*The problem:* In the patch description, please say what causes a DPO event to be generated.

*Document passage:*
2015-04-30 Thread Vipin K Parashar
This patch adds support for FSP EPOW (Early Power Off Warning) and
DPO (Delayed Power Off) events support for PowerNV platform.  EPOW events
are generated by SPCN/FSP due to various critical system conditions that
need system shutdown.  Few examples of these conditions are high ambient
temperature or system running on UPS power with low UPS battery. DPO event
is generated in response to admin initiated system shutdown request.
This patch enables host kernel on PowerNV platform to handle OPAL
notifications for these events and initiate system poweroff. Since EPOW
notifications are sent in advance of impending shutdown event and thus this
patch also adds functionality to wait for EPOW condition to return to
normal.  If EPOW condition doesn't return to normal in estimated time it
proceeds with graceful system shutdown. System admin can also add host
userspace scripts to perform any specific actions like graceful guest
shutdown upon system poweroff.

*Given data:*
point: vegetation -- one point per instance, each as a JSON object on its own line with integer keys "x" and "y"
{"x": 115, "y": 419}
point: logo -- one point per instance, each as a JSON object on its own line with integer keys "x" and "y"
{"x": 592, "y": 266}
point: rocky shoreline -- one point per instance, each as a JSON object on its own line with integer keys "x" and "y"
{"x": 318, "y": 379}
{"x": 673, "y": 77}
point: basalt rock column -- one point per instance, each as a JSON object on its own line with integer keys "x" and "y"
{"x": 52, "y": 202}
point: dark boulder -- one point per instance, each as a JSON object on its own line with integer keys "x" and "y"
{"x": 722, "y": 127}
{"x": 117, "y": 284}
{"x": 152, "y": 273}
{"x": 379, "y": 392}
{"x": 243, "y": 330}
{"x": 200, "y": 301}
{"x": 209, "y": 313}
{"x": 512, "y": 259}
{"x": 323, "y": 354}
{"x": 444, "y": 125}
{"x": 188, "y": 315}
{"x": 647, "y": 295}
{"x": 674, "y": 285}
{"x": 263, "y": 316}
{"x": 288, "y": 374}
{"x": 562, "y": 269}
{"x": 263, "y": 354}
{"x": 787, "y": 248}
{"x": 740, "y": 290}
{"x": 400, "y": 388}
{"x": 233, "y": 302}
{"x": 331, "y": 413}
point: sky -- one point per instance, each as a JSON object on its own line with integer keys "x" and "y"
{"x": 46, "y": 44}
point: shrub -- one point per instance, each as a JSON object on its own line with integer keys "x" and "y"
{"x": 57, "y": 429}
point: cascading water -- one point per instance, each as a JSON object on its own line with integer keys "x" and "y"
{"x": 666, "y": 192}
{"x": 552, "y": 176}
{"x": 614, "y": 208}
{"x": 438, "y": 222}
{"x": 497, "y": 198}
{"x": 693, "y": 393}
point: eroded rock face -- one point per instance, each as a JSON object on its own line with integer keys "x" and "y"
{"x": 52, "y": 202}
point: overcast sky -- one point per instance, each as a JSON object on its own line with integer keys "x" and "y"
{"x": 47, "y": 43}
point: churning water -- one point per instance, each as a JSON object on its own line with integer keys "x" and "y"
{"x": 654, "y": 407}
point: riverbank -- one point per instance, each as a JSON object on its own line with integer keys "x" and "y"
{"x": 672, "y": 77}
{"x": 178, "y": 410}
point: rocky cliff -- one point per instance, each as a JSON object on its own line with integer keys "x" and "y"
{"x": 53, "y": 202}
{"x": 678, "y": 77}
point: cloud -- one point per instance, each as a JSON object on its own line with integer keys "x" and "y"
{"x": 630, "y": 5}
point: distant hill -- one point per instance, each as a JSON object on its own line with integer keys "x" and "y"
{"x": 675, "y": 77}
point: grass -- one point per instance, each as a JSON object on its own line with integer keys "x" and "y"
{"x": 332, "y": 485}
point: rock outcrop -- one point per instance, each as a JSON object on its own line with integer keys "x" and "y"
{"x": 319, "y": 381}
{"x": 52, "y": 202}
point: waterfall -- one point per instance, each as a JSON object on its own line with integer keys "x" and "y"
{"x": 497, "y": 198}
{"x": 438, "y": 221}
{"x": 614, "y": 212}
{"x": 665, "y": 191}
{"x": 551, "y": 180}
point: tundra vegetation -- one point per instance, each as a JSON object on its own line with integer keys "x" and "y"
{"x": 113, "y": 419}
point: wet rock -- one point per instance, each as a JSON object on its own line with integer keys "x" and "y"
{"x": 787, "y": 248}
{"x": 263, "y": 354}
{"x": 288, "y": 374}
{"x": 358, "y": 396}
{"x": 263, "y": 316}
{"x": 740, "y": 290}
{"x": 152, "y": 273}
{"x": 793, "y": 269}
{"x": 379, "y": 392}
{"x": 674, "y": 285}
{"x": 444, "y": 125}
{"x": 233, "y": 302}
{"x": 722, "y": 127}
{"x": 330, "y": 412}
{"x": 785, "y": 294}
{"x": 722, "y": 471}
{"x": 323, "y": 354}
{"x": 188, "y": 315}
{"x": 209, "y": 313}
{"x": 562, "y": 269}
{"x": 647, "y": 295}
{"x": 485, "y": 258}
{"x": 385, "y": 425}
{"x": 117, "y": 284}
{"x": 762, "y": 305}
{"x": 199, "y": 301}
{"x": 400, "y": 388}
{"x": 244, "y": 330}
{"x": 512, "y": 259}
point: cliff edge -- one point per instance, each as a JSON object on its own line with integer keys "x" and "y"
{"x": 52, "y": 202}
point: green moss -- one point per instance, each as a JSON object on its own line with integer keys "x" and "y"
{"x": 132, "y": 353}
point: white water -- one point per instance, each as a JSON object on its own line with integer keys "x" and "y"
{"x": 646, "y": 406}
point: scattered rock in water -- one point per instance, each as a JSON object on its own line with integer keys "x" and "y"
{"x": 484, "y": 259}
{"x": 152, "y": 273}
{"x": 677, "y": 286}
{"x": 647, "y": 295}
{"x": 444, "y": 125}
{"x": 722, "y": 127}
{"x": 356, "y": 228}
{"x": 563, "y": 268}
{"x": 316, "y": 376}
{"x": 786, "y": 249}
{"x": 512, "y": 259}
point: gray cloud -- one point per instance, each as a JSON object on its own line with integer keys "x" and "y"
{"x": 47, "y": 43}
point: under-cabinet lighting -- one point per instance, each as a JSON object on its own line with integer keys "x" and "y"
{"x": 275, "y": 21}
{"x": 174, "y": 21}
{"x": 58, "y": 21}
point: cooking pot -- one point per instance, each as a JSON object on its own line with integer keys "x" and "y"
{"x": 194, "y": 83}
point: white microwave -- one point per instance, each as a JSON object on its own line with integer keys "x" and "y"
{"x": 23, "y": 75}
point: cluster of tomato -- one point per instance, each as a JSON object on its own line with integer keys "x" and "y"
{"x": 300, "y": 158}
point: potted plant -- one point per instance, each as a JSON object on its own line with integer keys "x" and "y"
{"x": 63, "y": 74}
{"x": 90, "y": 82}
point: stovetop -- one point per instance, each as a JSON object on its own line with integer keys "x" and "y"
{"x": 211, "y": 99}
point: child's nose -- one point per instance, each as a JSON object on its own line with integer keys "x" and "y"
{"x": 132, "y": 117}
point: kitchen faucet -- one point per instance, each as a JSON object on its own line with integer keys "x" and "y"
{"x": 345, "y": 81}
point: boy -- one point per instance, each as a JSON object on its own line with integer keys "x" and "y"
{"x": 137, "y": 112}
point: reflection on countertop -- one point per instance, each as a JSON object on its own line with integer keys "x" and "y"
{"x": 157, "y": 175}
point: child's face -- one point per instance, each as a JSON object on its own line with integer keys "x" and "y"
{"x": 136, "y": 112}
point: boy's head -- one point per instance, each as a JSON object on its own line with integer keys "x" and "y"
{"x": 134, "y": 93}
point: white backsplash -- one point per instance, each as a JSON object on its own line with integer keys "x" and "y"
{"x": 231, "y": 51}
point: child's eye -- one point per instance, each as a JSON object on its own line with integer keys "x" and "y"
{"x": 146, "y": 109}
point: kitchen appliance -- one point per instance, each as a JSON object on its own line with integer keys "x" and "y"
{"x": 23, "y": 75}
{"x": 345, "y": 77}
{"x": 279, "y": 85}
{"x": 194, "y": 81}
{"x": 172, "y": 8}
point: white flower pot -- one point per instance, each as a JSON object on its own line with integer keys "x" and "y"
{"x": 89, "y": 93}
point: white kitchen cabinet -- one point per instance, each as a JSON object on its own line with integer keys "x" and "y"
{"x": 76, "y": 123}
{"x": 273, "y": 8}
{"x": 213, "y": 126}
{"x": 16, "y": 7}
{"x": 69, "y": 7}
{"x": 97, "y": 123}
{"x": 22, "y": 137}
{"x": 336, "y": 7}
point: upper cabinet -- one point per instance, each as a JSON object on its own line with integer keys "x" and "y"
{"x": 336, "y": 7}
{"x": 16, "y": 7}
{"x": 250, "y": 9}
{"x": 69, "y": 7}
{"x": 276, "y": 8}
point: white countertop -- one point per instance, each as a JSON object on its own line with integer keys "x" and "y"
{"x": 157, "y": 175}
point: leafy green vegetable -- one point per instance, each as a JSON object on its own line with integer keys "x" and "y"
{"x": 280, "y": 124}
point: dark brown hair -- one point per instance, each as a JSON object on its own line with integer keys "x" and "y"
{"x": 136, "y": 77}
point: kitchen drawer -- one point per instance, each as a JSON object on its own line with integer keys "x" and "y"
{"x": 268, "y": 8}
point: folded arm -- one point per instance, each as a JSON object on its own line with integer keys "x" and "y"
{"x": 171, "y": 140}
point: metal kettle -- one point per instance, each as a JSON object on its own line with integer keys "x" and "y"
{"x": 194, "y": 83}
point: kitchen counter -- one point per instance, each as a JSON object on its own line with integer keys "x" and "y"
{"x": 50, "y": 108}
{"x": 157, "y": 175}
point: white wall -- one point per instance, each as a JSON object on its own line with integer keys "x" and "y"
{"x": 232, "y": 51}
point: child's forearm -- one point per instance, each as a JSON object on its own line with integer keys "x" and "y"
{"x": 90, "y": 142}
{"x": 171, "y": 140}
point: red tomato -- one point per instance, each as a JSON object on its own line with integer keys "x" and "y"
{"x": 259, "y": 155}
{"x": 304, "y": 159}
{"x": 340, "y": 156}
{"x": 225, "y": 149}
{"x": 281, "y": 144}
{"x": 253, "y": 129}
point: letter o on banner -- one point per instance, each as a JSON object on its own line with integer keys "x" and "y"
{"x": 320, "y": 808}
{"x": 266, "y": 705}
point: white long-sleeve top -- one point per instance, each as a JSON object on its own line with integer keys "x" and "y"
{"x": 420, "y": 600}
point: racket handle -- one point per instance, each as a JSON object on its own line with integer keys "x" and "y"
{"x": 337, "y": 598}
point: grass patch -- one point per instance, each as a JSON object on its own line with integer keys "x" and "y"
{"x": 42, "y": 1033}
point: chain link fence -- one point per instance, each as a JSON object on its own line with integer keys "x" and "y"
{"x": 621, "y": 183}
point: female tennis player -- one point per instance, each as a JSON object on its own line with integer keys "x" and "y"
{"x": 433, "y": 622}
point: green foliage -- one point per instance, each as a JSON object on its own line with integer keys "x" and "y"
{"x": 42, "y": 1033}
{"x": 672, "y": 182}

*Correct response:* A DPO event is generated in response to an admin-initiated system shutdown request.